→ **LA SOLICITUD**
Extrae íntegra la columna sobre la vejez, sin omitir ni cambiar una sola palabra.

Columnistas

Desvarío sobre la vejez

11 de agosto de 2016

En mi despertar a la vida me encuentro en la fértil huerta de mi casa en Versalles. Me acompaña un espantapájaros de trapo. Ahora que estoy viejo y que me dedico a ennietecer, desde su eternidad de paja, otro espantapájaros, reencarnación del primero, sonríe en su rincón viéndome garrapatear estas líneas. Nos damos los buenos días y no “mancamos” el besito de las buenas noches.

Agosto es el mes dedicado a los viejos. Disculpas por robarle protagonismo a este mes con piel de viento, y a sus carnales las cometas que son como botellas arrojadas al mar del infinito.

En buena hora, el alcalde Fico Gutiérrez inauguró en El Raizal, Manrique, el primero de 25 centros gerontológicos. Gracias mil en nombre del gremio de los que “hemos empezado a desaparecer”. Me propongo “aplicar” para alguno de dichos centros. Por si las moscas, ya tienen mi prontuario de vida con arrugas y pategallinas incluidas, el padre Gilberto Jaramillo y el hermano Elkin, mandamases del asilo de la Catedral, Envigado arriba.

→ **DATOS PROPORCIONADOS**
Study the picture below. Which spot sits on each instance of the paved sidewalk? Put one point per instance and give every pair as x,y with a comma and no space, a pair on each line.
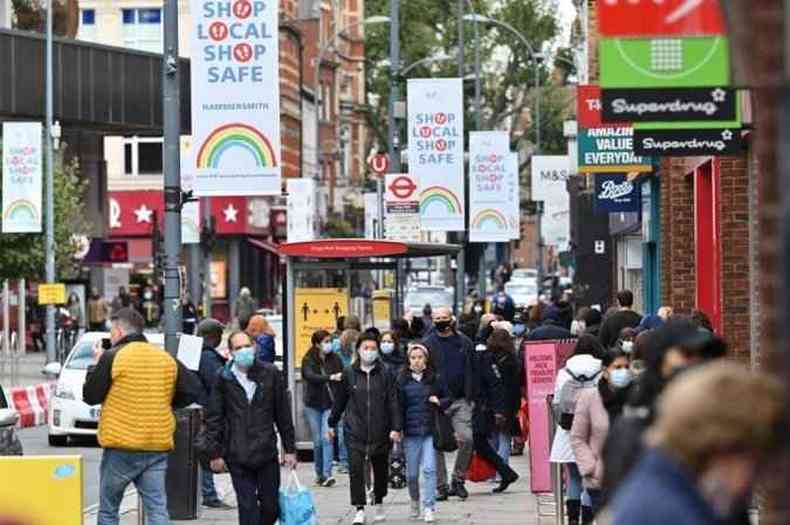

→ **RESPUESTA COMPLETA**
Columnistas

Desvarío sobre la vejez

11 de agosto de 2016

En mi despertar a la vida me encuentro en la fértil huerta de mi casa en Versalles. Me acompaña un espantapájaros de trapo. Ahora que estoy viejo y que me dedico a ennietecer, desde su eternidad de paja, otro espantapájaros, reencarnación del primero, sonríe en su rincón viéndome garrapatear estas líneas. Nos damos los buenos días y no “mancamos” el besito de las buenas noches.

Agosto es el mes dedicado a los viejos. Disculpas por robarle protagonismo a este mes con piel de viento, y a sus carnales las cometas que son como botellas arrojadas al mar del infinito.

En buena hora, el alcalde Fico Gutiérrez inauguró en El Raizal, Manrique, el primero de 25 centros gerontológicos. Gracias mil en nombre del gremio de los que “hemos empezado a desaparecer”. Me propongo “aplicar” para alguno de dichos centros. Por si las moscas, ya tienen mi prontuario de vida con arrugas y pategallinas incluidas, el padre Gilberto Jaramillo y el hermano Elkin, mandamases del asilo de la Catedral, Envigado arriba.